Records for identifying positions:
______

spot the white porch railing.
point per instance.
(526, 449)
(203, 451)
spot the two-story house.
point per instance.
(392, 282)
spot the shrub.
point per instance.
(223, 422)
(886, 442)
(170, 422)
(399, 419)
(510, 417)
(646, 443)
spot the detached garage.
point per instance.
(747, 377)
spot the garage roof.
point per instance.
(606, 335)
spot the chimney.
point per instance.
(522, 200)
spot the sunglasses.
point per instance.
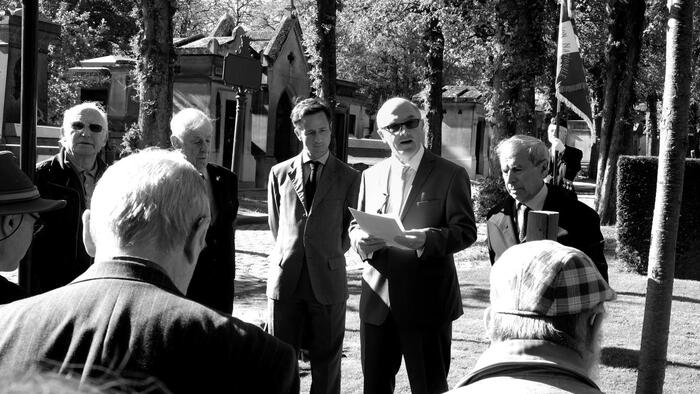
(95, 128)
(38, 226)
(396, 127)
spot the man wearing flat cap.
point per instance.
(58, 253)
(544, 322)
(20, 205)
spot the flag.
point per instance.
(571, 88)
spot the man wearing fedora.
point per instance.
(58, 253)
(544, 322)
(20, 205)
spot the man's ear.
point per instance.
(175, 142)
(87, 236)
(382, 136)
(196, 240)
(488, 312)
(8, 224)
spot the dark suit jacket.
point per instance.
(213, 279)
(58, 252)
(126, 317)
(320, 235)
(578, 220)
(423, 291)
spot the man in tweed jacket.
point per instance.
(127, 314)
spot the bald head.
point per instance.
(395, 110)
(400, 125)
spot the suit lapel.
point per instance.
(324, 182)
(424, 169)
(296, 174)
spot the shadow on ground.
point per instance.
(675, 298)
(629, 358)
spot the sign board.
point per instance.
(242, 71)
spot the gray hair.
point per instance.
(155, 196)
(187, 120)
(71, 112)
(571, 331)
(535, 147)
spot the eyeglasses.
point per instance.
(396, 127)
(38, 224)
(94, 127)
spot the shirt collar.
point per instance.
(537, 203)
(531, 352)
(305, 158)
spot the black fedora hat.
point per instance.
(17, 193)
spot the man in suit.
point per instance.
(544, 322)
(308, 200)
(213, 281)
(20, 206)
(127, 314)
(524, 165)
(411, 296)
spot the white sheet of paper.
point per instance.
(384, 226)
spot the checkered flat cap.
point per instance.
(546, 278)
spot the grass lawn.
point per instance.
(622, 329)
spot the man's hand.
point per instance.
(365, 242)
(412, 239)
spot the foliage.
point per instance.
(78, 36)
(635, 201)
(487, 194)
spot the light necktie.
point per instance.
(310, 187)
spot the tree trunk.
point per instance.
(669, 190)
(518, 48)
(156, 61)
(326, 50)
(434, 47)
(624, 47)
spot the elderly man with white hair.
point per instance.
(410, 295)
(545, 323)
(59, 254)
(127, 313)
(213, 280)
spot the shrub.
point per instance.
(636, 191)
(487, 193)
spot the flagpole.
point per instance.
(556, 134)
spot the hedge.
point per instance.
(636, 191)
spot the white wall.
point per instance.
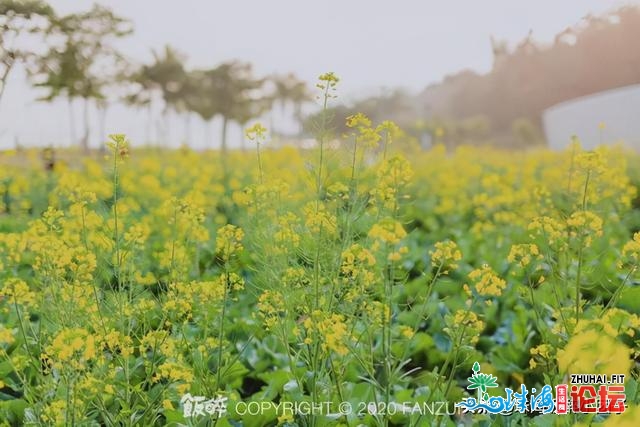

______

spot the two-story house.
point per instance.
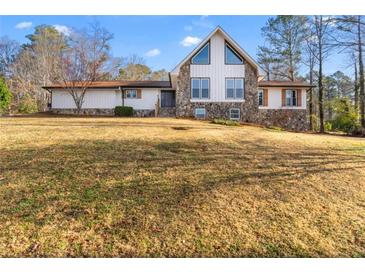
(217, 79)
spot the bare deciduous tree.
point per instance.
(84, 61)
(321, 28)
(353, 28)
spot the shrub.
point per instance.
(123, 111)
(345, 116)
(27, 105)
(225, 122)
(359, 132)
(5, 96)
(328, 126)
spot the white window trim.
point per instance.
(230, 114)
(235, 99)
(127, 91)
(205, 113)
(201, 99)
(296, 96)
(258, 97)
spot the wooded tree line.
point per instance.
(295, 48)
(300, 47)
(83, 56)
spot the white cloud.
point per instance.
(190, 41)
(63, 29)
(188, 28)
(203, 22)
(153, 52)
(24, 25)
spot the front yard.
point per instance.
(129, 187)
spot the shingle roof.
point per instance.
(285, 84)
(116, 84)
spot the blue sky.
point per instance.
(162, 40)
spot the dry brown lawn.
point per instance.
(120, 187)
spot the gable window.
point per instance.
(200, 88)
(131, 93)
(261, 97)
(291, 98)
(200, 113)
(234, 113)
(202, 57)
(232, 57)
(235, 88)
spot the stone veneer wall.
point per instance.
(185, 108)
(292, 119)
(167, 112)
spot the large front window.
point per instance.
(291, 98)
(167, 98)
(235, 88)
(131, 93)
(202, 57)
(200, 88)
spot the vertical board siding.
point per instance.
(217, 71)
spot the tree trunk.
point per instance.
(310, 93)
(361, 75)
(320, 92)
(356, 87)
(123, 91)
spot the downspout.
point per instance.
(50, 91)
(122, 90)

______

__OBJECTIVE__
Report how many lines in the items above contain the string "flat", with case counting, and give only that number.

__ANSWER IN FULL__
2